---------- Task input ----------

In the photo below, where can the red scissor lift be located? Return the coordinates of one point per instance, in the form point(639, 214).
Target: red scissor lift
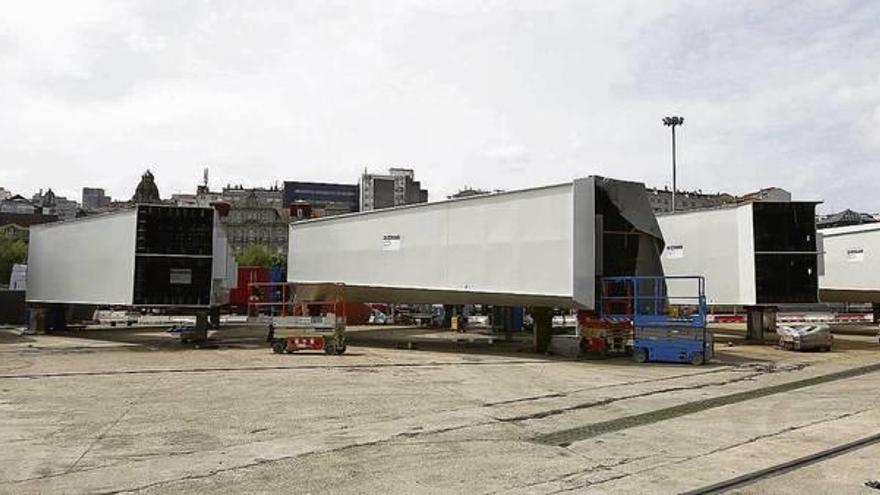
point(299, 325)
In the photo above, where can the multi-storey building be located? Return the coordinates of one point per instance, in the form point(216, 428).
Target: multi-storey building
point(397, 187)
point(324, 198)
point(661, 199)
point(94, 199)
point(51, 204)
point(265, 196)
point(255, 221)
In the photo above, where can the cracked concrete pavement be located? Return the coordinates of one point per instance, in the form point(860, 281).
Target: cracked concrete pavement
point(130, 411)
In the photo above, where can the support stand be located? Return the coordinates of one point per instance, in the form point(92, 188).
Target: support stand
point(760, 320)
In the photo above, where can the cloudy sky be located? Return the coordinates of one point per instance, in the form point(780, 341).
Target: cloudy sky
point(488, 94)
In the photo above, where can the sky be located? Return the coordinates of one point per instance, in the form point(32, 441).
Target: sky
point(486, 94)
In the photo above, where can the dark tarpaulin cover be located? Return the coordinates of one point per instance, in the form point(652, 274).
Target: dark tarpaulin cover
point(631, 200)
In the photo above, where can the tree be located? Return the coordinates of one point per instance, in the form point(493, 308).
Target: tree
point(259, 255)
point(12, 251)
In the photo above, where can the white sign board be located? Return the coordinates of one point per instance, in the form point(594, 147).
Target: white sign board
point(674, 251)
point(855, 255)
point(181, 276)
point(391, 242)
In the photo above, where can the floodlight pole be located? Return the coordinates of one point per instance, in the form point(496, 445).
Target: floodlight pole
point(673, 122)
point(673, 168)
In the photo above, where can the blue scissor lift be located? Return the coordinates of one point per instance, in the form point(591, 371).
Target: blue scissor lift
point(658, 334)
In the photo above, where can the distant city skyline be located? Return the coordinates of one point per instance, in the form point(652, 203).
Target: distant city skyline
point(506, 95)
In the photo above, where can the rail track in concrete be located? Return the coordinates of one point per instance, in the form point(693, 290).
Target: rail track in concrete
point(786, 467)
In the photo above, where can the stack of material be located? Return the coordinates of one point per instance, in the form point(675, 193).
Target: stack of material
point(805, 337)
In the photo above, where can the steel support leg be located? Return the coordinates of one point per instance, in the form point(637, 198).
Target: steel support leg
point(543, 318)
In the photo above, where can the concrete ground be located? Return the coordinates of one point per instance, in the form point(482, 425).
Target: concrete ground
point(132, 410)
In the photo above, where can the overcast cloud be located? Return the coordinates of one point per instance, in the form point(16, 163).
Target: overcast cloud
point(501, 94)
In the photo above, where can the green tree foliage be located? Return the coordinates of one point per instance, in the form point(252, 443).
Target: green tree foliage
point(259, 255)
point(12, 251)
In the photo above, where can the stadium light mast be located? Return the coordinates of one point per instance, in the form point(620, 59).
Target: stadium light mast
point(673, 122)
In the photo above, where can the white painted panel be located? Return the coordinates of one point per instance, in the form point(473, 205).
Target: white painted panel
point(852, 258)
point(745, 224)
point(88, 261)
point(710, 243)
point(512, 243)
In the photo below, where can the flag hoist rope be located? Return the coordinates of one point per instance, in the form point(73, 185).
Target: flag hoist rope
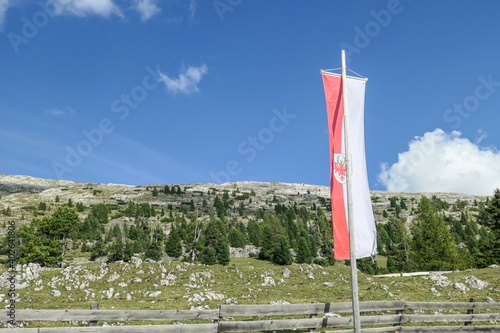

----------

* _Exercise aim_: Wherever an image appears, omit it; copy the rest of the records exactly.

* _Result_:
In the photo below, where can the red scissor lift be located? Return the coordinates of one point per instance, in the form point(639, 214).
Target: red scissor lift
point(299, 325)
In the photo above, where can the multi-storey building be located? Return the coordinates of one point per instance, in the form point(216, 428).
Target: multi-storey building
point(397, 187)
point(324, 198)
point(661, 199)
point(94, 199)
point(51, 204)
point(265, 196)
point(255, 221)
In the photo above, where can the cracked concrete pavement be located? Return the coordinates of one point per instance, in the form point(860, 281).
Target: cracked concrete pavement
point(130, 411)
In the photo above, where can the support stand be located? Return the coordinates of one point per instance, in the form point(92, 188).
Target: support stand
point(760, 320)
In the photo above, where can the cloudy sky be located? Return the coordinates of one point per instance, in the form point(780, 341).
Target: cloudy sky
point(488, 94)
In the photo above, where can the sky be located? Return the coordinates of one point per instance, in the form point(32, 441).
Target: sky
point(486, 94)
In the photo above, where can the dark tarpaulin cover be located? Return the coordinates of one point per instance, in the form point(652, 274).
Target: dark tarpaulin cover
point(631, 200)
In the photo above, where can the tree be located? Return the coordinates of one point per instance, in the form point(493, 308).
Target: tree
point(259, 255)
point(12, 251)
In the photo above, where can the white sign board be located? Return the coordinates of one point per instance, in the form point(594, 147).
Target: white sign board
point(674, 251)
point(855, 255)
point(181, 276)
point(391, 242)
In the photo above, where can the floodlight pole be located? Return the coordinates of one point per instance, in the form point(496, 445).
Target: floodlight pole
point(673, 122)
point(673, 168)
In the photo above, where can the blue scissor lift be located? Return the coordinates of one point per instance, in the form point(591, 371).
Target: blue scissor lift
point(658, 334)
In the photo above, where can the distant city skyline be located? Return the coordinates of one point per instance, in the form point(652, 203).
Target: distant city skyline
point(506, 95)
In the photo above, where can the rail track in concrete be located? Return the coordinates of one point per instance, in the form point(693, 290).
Target: rail track in concrete
point(786, 467)
In the photo above, where can the stack of material be located? Return the coordinates of one point per instance, in the form point(675, 193).
Target: stack of material
point(805, 337)
In the photo above, where can the steel support leg be located? Return the coordinates of one point per instance, in the form point(637, 198).
Target: steel support leg
point(543, 318)
In the photo above, where can the concrete ground be located? Return the coordinates of one point per instance, in the form point(482, 425).
Target: concrete ground
point(132, 410)
In the photo above, where can the overcast cloud be located? Return the coordinates of one point per instance, in the form point(16, 163).
Target: overcast cloud
point(501, 94)
In the photo above, where can the green tree foliage be located? Return the coordinates of one point per instance, in the form point(252, 443).
Target: green tree foliage
point(259, 255)
point(12, 251)
In the photo above, where can the stadium light mast be located? Return the coordinates of one point per instance, in the form point(620, 59).
Target: stadium light mast
point(673, 122)
In the photo above, where can the white painted panel be located? Return the coordinates of one point per instance, in the form point(473, 205).
Target: white painted panel
point(852, 258)
point(745, 224)
point(88, 261)
point(710, 243)
point(512, 243)
In the photo below, where can the flag hoist rope be located? Return the coordinates of one point per instance, in the form point(73, 185).
Target: flag hoist rope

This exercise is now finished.